# Your goal:
In the entries below, find each line bearing the string "metal" and copy it.

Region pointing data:

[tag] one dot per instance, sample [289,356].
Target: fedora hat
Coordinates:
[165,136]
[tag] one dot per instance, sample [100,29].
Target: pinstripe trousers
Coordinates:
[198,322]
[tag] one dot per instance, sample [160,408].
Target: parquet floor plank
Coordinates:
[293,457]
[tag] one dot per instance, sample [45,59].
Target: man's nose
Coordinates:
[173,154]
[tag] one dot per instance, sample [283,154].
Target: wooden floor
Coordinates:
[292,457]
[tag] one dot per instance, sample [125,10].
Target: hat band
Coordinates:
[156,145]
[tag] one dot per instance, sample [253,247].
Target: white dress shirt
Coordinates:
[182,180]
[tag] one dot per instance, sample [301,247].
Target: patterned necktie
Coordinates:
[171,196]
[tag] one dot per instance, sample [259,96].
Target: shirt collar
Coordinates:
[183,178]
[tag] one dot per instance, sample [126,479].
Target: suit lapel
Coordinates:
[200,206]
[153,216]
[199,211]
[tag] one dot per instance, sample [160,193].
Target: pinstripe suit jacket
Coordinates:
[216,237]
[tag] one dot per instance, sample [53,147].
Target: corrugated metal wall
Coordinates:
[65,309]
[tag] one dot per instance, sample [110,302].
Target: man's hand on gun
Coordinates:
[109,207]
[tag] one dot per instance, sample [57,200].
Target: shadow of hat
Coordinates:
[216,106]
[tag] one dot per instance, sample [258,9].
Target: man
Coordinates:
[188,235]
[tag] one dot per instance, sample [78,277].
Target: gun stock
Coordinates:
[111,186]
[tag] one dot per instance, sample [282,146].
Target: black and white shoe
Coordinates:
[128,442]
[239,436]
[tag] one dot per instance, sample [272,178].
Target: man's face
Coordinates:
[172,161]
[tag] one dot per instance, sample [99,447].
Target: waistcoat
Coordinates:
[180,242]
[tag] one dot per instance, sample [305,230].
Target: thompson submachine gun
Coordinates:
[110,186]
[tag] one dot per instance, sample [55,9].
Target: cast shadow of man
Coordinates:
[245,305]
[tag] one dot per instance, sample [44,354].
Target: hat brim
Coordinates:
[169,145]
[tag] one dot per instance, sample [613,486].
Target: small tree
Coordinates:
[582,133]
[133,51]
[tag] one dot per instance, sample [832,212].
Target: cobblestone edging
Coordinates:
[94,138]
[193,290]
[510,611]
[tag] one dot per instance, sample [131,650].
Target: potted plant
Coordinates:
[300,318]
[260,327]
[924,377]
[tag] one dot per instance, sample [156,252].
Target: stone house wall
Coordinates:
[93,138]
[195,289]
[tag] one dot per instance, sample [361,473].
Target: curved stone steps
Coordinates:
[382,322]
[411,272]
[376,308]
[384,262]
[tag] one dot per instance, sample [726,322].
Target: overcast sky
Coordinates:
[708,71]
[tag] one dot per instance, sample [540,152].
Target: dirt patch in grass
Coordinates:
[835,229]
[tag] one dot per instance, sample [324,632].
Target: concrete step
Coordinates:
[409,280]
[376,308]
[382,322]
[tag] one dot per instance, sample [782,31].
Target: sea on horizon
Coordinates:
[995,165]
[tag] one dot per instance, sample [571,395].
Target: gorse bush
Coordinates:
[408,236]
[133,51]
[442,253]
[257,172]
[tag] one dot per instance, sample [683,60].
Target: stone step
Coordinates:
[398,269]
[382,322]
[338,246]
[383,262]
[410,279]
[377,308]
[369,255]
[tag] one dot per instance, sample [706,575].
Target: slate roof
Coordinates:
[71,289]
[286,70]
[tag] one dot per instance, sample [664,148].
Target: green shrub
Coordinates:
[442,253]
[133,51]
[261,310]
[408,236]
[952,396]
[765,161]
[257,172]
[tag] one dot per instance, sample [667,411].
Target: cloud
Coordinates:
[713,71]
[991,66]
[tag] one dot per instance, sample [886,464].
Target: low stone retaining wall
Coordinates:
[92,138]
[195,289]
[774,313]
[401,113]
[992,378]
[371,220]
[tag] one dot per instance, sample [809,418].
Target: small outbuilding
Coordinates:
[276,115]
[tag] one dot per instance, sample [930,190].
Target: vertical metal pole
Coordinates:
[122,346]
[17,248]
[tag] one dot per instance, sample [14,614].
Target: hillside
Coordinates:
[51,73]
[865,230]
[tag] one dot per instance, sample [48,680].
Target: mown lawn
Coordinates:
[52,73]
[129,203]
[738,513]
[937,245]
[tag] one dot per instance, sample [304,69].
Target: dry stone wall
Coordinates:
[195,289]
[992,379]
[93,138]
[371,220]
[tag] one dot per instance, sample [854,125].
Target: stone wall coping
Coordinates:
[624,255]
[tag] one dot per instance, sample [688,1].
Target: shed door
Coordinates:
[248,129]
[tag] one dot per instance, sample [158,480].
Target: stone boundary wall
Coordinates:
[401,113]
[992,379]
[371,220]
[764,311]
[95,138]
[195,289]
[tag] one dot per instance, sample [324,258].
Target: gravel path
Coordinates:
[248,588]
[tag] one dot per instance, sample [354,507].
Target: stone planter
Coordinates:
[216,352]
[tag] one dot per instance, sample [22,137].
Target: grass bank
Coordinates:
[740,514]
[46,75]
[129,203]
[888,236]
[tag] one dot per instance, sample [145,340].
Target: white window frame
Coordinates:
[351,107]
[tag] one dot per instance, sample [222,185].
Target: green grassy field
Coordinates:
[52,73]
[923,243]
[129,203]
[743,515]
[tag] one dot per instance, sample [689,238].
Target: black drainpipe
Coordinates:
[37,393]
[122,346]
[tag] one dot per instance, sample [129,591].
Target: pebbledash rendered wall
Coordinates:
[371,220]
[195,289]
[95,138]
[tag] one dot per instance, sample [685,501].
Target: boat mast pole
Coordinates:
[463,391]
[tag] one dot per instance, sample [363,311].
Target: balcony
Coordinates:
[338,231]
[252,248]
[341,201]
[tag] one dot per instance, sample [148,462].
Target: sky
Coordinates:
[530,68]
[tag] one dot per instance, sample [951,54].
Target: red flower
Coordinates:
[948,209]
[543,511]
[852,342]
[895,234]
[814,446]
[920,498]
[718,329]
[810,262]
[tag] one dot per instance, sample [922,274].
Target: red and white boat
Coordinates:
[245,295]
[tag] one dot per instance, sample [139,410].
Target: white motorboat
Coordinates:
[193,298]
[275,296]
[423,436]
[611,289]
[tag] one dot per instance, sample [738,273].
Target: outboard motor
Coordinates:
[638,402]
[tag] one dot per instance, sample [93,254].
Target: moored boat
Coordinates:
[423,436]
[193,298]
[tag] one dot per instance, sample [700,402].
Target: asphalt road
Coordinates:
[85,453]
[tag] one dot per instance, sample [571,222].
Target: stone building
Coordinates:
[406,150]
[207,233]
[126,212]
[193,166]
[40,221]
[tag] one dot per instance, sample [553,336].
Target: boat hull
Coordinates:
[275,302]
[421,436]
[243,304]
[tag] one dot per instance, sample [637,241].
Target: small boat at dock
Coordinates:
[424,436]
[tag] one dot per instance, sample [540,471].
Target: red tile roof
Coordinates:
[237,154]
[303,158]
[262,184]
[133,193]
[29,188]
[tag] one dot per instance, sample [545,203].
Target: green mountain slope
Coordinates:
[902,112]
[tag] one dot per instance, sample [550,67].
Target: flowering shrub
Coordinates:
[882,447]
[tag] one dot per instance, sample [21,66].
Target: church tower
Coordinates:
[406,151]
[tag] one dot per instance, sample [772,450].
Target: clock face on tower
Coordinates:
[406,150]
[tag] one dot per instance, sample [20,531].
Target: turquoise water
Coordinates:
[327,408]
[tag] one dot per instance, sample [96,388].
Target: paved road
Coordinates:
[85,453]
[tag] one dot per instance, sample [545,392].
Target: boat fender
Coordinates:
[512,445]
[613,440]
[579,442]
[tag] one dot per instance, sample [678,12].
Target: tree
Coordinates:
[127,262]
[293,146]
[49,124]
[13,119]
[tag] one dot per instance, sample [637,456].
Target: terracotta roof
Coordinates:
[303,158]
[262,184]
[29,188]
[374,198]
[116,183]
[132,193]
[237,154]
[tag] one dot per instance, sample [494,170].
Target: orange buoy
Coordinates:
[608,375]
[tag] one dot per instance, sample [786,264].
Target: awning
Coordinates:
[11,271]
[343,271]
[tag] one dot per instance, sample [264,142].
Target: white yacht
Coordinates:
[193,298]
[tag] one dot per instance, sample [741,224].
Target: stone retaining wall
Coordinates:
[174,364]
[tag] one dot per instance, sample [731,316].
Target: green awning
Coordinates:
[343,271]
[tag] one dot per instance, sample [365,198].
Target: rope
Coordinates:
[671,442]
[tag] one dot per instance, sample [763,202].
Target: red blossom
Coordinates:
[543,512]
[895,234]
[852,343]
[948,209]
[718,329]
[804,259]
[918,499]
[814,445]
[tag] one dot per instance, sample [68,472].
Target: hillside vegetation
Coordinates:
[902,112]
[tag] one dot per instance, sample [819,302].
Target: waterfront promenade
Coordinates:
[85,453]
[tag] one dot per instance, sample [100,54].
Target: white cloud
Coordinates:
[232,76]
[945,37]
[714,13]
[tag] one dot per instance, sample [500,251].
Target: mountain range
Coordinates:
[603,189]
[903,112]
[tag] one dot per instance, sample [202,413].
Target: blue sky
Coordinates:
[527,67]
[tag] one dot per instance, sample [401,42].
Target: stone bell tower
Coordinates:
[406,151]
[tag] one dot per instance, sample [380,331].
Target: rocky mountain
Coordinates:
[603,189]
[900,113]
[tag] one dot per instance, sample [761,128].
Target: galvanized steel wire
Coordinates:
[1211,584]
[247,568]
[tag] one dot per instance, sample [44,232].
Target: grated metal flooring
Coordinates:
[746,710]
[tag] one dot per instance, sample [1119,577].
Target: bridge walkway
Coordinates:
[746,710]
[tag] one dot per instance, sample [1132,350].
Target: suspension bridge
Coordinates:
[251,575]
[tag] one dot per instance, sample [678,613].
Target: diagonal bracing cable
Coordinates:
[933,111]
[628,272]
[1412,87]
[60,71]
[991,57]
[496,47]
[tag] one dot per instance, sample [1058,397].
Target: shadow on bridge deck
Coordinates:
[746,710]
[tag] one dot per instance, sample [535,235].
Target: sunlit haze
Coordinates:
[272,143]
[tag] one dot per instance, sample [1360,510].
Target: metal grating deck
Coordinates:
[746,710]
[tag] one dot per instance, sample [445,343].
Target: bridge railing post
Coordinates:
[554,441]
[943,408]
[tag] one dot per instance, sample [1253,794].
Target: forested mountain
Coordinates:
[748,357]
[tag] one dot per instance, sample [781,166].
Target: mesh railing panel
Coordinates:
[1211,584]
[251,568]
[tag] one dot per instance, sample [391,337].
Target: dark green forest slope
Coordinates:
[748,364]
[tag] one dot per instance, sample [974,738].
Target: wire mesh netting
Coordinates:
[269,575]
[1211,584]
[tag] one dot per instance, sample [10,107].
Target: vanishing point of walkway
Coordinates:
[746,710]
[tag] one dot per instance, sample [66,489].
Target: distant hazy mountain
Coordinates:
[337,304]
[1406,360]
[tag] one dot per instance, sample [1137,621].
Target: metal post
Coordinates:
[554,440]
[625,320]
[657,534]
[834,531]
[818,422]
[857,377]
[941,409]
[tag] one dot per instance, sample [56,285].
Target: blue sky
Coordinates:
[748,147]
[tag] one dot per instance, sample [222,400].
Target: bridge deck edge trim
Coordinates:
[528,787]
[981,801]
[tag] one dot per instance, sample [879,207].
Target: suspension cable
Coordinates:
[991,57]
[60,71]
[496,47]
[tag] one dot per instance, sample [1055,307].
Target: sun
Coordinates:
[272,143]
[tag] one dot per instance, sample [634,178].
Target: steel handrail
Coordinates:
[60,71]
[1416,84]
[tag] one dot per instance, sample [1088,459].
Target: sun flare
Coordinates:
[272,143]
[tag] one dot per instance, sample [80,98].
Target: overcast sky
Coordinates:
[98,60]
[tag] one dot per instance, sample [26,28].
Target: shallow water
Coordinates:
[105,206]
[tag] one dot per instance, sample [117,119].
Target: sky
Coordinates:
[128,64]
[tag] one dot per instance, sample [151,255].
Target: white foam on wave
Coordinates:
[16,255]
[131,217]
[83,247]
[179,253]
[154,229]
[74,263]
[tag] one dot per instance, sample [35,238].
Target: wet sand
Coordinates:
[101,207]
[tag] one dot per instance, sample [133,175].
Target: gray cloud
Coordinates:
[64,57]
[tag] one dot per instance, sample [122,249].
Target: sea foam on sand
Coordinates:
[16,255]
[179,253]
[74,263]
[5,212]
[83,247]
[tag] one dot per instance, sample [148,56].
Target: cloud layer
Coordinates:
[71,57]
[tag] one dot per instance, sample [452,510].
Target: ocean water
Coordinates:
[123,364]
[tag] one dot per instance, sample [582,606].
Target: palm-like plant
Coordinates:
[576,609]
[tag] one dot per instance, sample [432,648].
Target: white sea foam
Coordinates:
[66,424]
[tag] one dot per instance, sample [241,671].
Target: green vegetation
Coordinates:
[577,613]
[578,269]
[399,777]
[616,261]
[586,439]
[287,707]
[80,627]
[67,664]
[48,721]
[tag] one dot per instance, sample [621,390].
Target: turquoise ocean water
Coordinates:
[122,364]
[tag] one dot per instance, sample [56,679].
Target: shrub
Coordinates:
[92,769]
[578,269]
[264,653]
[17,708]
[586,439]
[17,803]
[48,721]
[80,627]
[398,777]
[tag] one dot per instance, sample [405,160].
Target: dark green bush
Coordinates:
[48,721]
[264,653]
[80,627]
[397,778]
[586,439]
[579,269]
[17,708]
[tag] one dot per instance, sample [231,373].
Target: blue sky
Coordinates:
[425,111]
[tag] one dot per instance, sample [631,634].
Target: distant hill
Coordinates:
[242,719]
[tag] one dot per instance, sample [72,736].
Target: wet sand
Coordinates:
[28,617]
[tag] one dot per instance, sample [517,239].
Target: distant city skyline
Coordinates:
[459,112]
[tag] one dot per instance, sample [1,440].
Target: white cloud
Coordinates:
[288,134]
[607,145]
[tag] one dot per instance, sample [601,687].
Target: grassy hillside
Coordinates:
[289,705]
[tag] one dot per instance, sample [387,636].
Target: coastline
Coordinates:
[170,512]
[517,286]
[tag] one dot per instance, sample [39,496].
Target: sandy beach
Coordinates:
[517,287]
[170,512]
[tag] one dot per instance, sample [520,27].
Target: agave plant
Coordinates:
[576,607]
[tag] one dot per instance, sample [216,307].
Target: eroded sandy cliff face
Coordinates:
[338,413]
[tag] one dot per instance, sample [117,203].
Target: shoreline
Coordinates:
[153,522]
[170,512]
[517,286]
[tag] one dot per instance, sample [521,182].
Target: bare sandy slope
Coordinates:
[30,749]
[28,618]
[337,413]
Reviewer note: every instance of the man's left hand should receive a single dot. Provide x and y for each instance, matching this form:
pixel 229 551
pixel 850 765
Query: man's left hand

# Task solution:
Target: corrugated metal wall
Target: vertical metal pole
Target: grated metal flooring
Target: metal grating deck
Target: metal post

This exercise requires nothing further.